- [What to do]: Line by line, please look for the word "woman" in the following records, then copy each line you find it in.

Referring expression data
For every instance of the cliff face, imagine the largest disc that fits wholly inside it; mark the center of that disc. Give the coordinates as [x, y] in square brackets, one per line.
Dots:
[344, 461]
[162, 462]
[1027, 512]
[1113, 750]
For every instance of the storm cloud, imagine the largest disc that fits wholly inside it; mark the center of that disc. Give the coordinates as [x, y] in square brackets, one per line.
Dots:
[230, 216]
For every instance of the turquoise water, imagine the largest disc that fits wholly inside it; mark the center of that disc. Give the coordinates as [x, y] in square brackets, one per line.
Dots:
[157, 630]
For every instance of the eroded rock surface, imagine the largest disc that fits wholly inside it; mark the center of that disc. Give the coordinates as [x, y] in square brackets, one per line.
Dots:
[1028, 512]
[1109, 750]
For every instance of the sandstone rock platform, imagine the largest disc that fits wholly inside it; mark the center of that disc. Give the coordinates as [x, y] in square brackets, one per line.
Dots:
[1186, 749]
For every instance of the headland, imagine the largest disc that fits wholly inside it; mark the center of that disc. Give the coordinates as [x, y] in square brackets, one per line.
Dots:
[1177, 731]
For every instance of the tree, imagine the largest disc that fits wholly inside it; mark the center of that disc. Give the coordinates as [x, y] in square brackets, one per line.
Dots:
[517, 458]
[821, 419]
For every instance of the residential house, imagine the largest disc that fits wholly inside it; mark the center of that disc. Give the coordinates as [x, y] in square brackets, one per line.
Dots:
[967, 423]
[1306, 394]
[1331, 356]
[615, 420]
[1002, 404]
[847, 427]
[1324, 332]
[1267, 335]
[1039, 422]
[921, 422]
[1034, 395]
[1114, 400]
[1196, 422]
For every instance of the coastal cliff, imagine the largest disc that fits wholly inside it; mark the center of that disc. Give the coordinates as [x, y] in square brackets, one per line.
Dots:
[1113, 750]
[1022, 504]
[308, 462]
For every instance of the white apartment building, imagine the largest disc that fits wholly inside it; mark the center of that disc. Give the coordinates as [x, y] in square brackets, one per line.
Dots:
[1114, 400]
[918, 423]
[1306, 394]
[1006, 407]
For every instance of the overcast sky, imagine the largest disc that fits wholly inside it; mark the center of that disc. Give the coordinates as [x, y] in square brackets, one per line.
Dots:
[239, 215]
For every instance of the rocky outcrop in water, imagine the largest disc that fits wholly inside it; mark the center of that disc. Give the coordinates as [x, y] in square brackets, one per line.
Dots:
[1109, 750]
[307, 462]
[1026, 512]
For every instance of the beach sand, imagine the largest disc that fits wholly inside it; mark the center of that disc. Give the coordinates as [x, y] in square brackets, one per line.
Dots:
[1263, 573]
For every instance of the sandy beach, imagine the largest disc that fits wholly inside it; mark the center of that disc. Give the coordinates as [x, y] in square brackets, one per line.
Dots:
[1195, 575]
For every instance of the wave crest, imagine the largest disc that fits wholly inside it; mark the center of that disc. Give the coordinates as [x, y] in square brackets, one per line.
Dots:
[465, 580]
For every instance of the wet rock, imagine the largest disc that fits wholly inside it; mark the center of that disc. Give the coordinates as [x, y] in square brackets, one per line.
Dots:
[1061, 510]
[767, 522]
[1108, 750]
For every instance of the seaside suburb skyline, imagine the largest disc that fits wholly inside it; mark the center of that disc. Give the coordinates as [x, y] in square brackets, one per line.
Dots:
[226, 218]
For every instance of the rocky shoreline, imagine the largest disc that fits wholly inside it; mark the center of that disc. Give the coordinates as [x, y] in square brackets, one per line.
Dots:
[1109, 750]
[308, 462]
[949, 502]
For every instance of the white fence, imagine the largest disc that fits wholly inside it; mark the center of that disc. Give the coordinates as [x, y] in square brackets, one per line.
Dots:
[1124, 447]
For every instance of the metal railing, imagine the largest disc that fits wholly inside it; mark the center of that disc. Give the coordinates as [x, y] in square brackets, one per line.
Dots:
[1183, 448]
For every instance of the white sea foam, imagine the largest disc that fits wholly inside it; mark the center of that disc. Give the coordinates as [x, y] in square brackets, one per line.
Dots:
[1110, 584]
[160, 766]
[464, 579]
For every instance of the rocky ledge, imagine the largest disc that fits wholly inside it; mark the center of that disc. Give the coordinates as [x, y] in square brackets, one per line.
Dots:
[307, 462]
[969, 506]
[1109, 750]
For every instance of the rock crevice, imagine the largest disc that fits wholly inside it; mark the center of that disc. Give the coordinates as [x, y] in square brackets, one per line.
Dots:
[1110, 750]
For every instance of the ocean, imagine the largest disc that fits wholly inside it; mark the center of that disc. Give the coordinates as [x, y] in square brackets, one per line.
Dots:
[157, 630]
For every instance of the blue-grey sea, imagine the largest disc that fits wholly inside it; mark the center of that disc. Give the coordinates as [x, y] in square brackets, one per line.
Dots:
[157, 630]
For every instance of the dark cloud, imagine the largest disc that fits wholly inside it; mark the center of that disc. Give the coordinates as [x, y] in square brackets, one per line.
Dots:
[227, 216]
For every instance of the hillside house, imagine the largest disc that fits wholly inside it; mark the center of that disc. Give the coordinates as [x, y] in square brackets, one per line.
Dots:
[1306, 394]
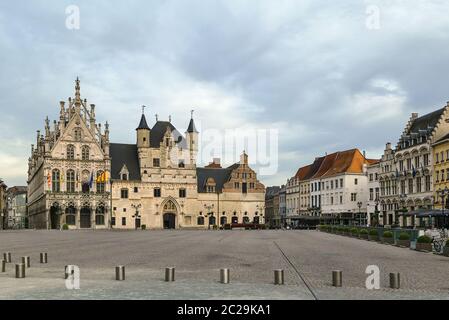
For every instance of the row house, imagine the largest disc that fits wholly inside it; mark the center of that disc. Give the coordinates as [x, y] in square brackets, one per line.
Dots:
[409, 172]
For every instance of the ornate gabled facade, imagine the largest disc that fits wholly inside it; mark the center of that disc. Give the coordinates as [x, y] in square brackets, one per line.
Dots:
[156, 183]
[408, 186]
[68, 169]
[78, 178]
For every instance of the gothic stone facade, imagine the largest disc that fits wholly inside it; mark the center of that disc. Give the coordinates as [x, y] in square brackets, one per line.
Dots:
[154, 183]
[63, 170]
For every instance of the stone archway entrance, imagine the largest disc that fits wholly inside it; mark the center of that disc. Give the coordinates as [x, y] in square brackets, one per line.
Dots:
[54, 217]
[85, 218]
[169, 216]
[169, 221]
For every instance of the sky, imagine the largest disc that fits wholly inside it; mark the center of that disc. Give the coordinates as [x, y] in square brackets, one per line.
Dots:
[319, 76]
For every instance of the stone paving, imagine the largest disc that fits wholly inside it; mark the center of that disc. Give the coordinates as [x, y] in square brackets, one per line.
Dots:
[308, 257]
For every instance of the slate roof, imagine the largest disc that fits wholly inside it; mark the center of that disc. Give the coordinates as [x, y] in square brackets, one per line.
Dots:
[221, 176]
[191, 127]
[428, 121]
[124, 154]
[314, 168]
[158, 131]
[303, 172]
[143, 123]
[446, 137]
[272, 191]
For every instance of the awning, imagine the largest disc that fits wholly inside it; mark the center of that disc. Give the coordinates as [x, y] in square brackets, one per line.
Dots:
[425, 213]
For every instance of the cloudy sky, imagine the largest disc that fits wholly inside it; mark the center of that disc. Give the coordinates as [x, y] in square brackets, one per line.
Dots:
[328, 75]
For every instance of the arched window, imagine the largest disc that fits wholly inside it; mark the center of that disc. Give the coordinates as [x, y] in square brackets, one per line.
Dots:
[210, 185]
[77, 134]
[99, 216]
[223, 220]
[101, 181]
[70, 181]
[55, 181]
[169, 206]
[70, 152]
[85, 153]
[70, 215]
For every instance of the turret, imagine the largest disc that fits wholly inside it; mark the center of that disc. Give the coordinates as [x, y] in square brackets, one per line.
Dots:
[192, 135]
[143, 132]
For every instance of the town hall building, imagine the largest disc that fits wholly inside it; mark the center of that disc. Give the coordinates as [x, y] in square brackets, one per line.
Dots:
[79, 179]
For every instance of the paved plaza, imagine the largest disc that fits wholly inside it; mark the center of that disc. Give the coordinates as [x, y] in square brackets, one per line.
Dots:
[308, 258]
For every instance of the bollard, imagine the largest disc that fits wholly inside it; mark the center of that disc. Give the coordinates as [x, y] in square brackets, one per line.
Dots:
[26, 261]
[44, 257]
[20, 270]
[279, 277]
[7, 257]
[169, 274]
[395, 280]
[66, 272]
[224, 276]
[120, 273]
[337, 278]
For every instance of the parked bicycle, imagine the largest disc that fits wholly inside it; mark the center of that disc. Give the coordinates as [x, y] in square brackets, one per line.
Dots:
[439, 240]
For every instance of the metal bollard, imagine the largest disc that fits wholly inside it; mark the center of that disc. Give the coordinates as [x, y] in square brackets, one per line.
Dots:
[224, 276]
[66, 272]
[26, 261]
[169, 274]
[395, 280]
[337, 278]
[20, 270]
[279, 277]
[43, 257]
[120, 273]
[7, 257]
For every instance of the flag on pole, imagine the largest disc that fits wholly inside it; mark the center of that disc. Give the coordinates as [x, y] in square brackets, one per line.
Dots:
[91, 180]
[49, 180]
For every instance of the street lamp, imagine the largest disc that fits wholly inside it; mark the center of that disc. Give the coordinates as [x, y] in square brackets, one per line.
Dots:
[209, 212]
[443, 194]
[261, 208]
[402, 198]
[359, 204]
[137, 214]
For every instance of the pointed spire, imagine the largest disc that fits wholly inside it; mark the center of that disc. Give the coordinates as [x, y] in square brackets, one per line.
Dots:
[191, 128]
[77, 91]
[143, 122]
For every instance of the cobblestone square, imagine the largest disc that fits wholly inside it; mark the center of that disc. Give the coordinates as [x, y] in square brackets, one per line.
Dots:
[308, 258]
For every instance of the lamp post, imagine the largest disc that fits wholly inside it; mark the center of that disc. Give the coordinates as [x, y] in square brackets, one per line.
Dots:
[359, 204]
[402, 198]
[137, 214]
[261, 208]
[443, 194]
[376, 212]
[209, 212]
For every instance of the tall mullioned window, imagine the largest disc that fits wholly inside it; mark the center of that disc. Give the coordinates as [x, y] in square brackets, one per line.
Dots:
[70, 152]
[56, 181]
[101, 179]
[85, 153]
[70, 181]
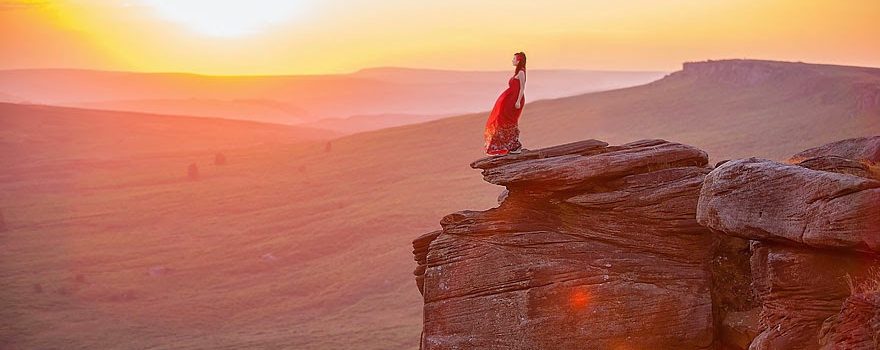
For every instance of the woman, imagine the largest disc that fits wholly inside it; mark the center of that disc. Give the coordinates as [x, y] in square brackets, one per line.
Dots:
[502, 133]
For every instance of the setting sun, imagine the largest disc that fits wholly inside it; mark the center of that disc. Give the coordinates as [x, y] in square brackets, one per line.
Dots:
[226, 18]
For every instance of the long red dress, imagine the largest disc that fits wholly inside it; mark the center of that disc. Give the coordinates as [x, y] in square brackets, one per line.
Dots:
[502, 133]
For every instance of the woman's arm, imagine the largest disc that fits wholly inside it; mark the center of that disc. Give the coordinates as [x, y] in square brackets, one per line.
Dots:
[522, 87]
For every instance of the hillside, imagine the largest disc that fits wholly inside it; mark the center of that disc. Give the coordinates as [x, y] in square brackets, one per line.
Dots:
[298, 99]
[297, 247]
[31, 134]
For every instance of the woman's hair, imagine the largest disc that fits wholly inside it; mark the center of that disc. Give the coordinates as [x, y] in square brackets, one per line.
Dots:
[521, 64]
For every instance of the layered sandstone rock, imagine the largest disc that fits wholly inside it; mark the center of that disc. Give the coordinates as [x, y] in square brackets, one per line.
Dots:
[594, 247]
[815, 227]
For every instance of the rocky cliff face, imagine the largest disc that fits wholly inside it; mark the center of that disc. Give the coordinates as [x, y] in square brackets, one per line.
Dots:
[644, 246]
[594, 247]
[815, 231]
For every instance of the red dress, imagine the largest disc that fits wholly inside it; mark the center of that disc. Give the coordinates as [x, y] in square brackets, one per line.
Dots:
[502, 132]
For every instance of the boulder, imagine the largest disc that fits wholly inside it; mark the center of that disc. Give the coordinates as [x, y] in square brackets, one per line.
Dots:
[858, 149]
[765, 200]
[814, 226]
[856, 326]
[609, 256]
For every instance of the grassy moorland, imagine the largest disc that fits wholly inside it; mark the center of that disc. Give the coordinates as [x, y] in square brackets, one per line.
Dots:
[290, 245]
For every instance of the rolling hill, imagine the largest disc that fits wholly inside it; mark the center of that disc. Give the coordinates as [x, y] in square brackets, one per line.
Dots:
[298, 246]
[298, 99]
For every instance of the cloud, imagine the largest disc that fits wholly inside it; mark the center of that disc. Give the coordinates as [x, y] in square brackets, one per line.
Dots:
[9, 5]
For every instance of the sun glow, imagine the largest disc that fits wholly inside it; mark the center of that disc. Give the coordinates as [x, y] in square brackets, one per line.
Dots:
[226, 18]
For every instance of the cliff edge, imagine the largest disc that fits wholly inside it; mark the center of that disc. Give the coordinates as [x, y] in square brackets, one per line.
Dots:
[644, 245]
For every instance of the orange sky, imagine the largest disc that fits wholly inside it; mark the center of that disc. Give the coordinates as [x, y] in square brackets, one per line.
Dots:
[333, 36]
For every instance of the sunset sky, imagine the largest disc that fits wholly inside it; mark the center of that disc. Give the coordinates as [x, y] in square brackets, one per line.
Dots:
[337, 36]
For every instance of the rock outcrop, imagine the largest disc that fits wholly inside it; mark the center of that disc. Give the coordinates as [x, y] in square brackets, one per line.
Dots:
[642, 246]
[815, 228]
[594, 247]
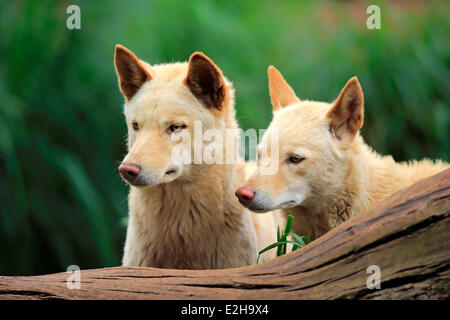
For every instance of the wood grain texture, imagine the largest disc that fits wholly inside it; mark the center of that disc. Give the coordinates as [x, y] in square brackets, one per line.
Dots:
[407, 236]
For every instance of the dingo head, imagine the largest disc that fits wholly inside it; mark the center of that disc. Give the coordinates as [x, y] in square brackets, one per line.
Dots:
[162, 103]
[315, 144]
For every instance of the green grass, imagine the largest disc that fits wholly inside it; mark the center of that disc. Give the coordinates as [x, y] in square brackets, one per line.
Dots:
[282, 240]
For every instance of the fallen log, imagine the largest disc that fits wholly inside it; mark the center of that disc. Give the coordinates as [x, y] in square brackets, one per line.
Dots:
[406, 236]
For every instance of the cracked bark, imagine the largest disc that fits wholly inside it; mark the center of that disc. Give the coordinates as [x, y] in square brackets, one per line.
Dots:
[407, 236]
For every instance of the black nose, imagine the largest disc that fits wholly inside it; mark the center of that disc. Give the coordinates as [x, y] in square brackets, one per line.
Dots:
[129, 171]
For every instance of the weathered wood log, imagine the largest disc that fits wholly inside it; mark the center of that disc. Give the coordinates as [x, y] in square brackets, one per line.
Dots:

- [The answer]:
For every instance of the woman, imagine the largest disc that fits wholly inside it; mark the center of that disc. Give the coordinates as [x, y] in square brackets, one per line.
For every instance of the woman's arm, imagine the largest disc that fits wholly inside it; mark the center of that disc. Give the coordinates as [x, y] in square brackets, one per line.
For every instance of the woman's hair, imagine the largest disc that fits wholly inside it; mark the center of that disc. Give the coordinates as [x, y] in square brackets, one per line.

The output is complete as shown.